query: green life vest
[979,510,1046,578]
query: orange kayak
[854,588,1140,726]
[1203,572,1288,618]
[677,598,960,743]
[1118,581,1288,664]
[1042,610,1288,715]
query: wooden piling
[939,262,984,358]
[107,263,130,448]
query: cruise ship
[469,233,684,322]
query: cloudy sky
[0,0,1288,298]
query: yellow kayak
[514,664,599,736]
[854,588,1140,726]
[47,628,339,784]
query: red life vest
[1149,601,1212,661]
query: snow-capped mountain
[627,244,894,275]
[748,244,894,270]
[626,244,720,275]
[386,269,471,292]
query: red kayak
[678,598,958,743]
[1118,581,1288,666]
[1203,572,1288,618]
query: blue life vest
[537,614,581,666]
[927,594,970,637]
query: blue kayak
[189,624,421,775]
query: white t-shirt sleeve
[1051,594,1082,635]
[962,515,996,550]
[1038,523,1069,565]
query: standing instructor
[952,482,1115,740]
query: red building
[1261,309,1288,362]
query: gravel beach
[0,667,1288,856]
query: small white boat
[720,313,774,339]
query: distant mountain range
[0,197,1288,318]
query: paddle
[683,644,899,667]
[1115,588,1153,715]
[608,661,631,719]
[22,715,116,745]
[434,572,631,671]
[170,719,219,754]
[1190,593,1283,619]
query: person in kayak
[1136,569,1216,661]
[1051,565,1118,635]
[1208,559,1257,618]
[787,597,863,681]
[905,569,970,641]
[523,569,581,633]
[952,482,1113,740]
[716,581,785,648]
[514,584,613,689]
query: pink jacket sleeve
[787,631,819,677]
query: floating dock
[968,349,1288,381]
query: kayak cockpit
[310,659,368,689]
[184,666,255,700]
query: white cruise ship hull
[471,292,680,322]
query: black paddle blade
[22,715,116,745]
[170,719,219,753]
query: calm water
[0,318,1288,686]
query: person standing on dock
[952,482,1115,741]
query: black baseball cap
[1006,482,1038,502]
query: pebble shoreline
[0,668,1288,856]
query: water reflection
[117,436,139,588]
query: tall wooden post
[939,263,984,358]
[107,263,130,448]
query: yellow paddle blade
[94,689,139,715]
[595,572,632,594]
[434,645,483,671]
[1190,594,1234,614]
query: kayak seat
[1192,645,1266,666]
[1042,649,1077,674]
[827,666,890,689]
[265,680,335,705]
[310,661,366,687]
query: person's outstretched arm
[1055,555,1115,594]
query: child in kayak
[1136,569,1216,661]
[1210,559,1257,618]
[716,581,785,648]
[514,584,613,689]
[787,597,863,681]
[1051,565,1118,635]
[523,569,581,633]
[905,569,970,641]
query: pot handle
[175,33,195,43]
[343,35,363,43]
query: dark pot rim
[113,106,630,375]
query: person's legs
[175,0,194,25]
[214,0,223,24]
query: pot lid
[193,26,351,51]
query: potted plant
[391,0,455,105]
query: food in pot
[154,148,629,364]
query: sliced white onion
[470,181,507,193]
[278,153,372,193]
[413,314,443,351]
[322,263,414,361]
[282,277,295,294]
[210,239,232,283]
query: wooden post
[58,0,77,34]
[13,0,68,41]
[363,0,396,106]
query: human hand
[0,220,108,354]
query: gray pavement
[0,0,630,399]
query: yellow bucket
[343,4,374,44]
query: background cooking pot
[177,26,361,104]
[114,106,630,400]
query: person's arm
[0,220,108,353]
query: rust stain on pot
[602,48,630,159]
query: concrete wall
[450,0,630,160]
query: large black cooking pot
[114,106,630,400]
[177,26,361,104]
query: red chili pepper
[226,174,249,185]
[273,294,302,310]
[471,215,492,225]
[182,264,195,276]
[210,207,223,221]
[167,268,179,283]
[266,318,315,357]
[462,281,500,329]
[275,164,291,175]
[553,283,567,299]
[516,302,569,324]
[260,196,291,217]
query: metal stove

Task instructions – Change every "life vest" in the items above to "life jacket", and give all the lines again with nothing else altered.

The result –
query: green life jacket
[979,510,1046,578]
query: orange kayak
[854,588,1140,726]
[1203,572,1288,618]
[677,598,960,743]
[1118,581,1288,664]
[1042,610,1288,715]
query: wooden piling
[939,262,984,358]
[107,263,130,448]
query: cruise ship
[469,233,684,322]
query: cloudy sky
[0,0,1288,298]
query: yellow kayak
[514,664,599,736]
[854,588,1140,726]
[47,628,339,784]
query: red life jacket
[1149,601,1212,661]
query: snow-capped mountain
[627,244,894,275]
[748,244,894,270]
[626,244,720,275]
[386,269,471,292]
query: red kayak
[678,598,958,743]
[1118,581,1288,666]
[1203,572,1288,618]
query: blue life jacket
[537,614,581,666]
[927,594,970,637]
query: blue kayak
[189,624,421,775]
query: white t-shirt sleeve
[1051,594,1082,635]
[962,515,996,550]
[1038,523,1069,565]
query: standing instructor
[952,482,1115,740]
query: red building
[1261,309,1288,362]
query: gravel beach
[0,667,1288,856]
query: small white boat
[720,313,774,339]
query: distant mountain range
[0,197,1288,318]
query: paddle
[683,644,899,667]
[1115,588,1153,715]
[608,661,631,719]
[22,715,116,745]
[434,572,631,671]
[170,719,219,754]
[1190,593,1283,619]
query: person in kayak
[1136,569,1216,661]
[1051,565,1118,635]
[1208,559,1257,618]
[787,597,863,681]
[905,569,970,641]
[523,569,581,633]
[952,482,1113,740]
[716,581,785,648]
[514,584,613,689]
query: pink jacket sleeve
[787,631,819,677]
query: floating dock
[968,349,1288,381]
query: kayak cockpit
[310,659,368,689]
[184,666,255,700]
query: white cruise ship hull
[471,292,680,322]
query: black paddle blade
[22,715,116,745]
[170,719,219,753]
query: calm water
[0,318,1288,686]
query: person standing on dock
[952,482,1115,741]
query: black baseball cap
[1006,482,1038,502]
query: pebble shoreline
[0,668,1288,856]
query: water reflection
[117,436,139,588]
query: tall wooden post
[939,263,984,358]
[107,263,130,448]
query: yellow paddle blade
[94,689,139,715]
[595,572,632,594]
[434,645,483,671]
[1190,594,1234,614]
query: kayak seat
[1192,645,1266,666]
[1042,649,1077,674]
[827,666,890,689]
[265,680,335,705]
[310,661,366,687]
query: person's outstretched arm
[1055,555,1115,594]
query: child in kayak
[1136,569,1216,661]
[1210,559,1257,618]
[716,581,785,648]
[514,584,613,689]
[787,597,863,681]
[1051,565,1118,635]
[523,569,581,633]
[905,569,970,641]
query: pot handle
[175,33,195,43]
[343,35,363,43]
query: dark pot rim
[113,106,630,375]
query: person's legs
[175,0,194,25]
[214,0,223,24]
query: pot lid
[193,26,351,51]
query: potted plant
[391,0,455,105]
query: food in pot
[154,148,629,364]
query: sliced white onion
[470,181,507,193]
[278,153,372,193]
[413,314,443,351]
[322,263,414,361]
[282,277,295,294]
[210,239,232,283]
query: wooden post
[58,0,77,34]
[13,0,68,41]
[363,0,396,106]
query: human hand
[0,220,108,354]
query: gray pavement
[0,0,630,399]
query: yellow bucket
[343,4,374,44]
query: background cooking pot
[177,26,361,104]
[114,106,630,400]
query: person's arm
[0,220,108,353]
query: rust stain on pot
[602,48,630,159]
query: concrete wall
[450,0,630,160]
query: large black cooking pot
[114,106,630,400]
[177,26,361,104]
query: red chili pepper
[226,174,249,185]
[273,294,302,310]
[471,215,492,225]
[182,264,195,276]
[210,207,223,221]
[167,268,179,283]
[266,318,315,357]
[462,281,500,329]
[275,164,291,175]
[553,283,567,299]
[516,302,569,324]
[260,196,291,217]
query: metal stove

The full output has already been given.